** begin Records for the exercise **
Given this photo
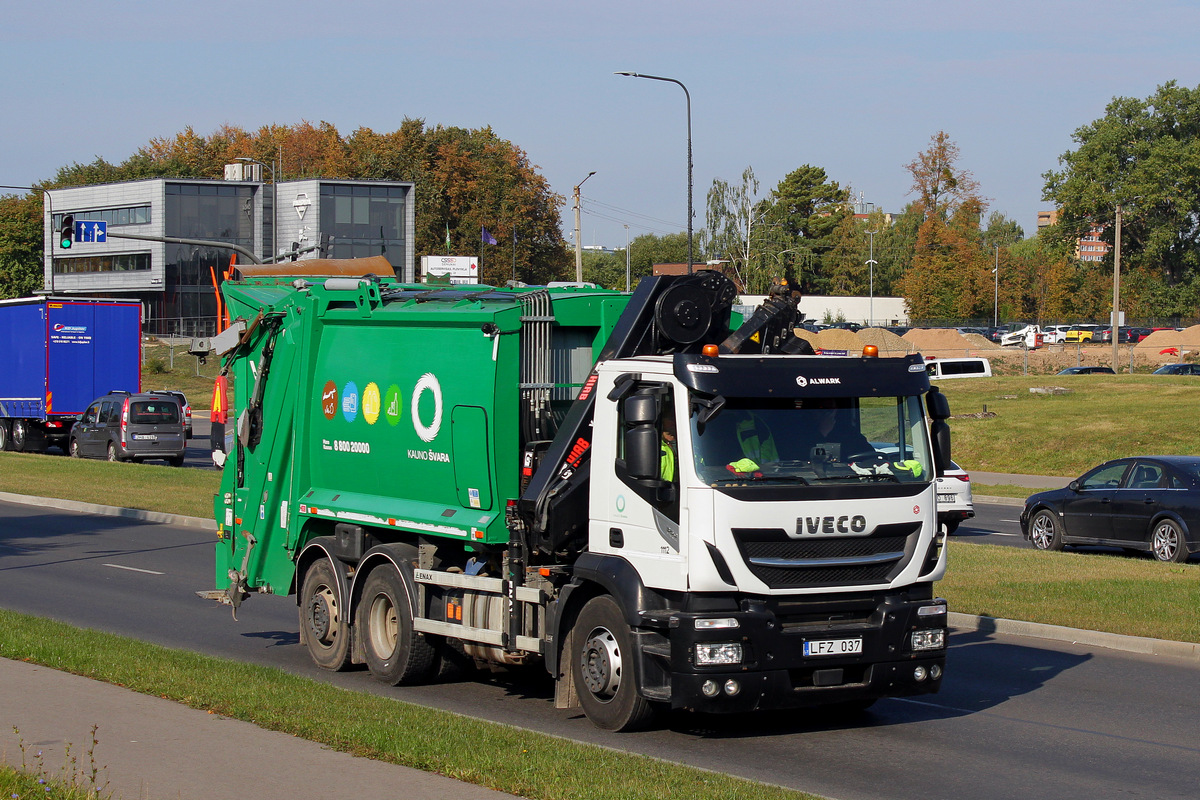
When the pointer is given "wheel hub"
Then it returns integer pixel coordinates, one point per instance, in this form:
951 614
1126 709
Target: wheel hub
600 663
318 617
** end Records for the exercise **
(Task description): Can you edit these lines so that every "wheel hub" becomes "tire", with everything else left unchanged? Leave the pictures out.

(Result for this exercise):
Given this photo
When the pointer is given "tire"
Then it returns integer pixel coordinates, one point per instance, in this form:
951 614
1126 709
Target: tire
600 663
318 617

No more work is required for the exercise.